## Data entries

※

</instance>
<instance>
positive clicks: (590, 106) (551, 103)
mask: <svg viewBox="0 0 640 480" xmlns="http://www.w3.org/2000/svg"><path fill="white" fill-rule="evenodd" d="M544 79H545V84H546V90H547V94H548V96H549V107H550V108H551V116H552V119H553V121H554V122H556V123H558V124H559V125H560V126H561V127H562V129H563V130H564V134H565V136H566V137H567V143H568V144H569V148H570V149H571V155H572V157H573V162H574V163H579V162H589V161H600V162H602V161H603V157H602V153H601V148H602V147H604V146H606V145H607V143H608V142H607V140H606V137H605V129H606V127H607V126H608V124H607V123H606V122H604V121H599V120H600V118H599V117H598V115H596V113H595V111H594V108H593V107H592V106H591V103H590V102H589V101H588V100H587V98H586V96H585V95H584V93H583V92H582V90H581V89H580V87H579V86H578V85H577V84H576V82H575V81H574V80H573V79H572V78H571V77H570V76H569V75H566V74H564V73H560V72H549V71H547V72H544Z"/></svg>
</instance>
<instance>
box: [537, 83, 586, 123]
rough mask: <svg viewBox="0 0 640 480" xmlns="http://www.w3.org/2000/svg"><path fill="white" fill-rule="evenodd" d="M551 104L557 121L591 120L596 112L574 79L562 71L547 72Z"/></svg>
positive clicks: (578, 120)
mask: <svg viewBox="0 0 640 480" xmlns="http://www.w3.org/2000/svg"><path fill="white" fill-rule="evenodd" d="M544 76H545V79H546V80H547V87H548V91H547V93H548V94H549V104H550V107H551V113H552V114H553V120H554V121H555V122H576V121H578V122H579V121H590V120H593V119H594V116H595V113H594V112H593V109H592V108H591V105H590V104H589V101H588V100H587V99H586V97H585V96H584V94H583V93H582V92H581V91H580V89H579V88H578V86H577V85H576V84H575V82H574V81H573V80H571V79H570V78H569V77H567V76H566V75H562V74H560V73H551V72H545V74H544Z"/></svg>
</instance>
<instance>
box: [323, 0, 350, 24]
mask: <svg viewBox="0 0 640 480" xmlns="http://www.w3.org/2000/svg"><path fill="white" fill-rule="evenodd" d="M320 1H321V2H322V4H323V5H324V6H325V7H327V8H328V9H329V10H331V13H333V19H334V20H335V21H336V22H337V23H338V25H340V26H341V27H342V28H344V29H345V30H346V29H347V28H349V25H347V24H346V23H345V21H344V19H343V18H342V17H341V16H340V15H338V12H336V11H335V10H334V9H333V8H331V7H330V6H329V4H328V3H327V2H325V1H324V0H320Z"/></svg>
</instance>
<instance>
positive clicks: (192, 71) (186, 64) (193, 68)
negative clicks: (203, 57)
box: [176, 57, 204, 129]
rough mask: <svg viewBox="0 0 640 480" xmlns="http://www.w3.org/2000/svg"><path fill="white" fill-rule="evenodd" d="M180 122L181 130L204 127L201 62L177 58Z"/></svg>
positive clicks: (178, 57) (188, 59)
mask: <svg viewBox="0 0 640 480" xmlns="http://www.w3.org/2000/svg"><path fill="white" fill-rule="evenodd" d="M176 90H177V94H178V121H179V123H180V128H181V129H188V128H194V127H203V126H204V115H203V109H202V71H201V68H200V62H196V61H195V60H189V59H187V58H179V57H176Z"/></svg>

※

All lines that hold the word "rough" should be copied from the data.

## Response to this exercise
rough mask: <svg viewBox="0 0 640 480" xmlns="http://www.w3.org/2000/svg"><path fill="white" fill-rule="evenodd" d="M551 104L557 121L591 120L596 112L574 79L562 71L547 72Z"/></svg>
rough mask: <svg viewBox="0 0 640 480" xmlns="http://www.w3.org/2000/svg"><path fill="white" fill-rule="evenodd" d="M180 122L181 130L204 127L201 62L177 58Z"/></svg>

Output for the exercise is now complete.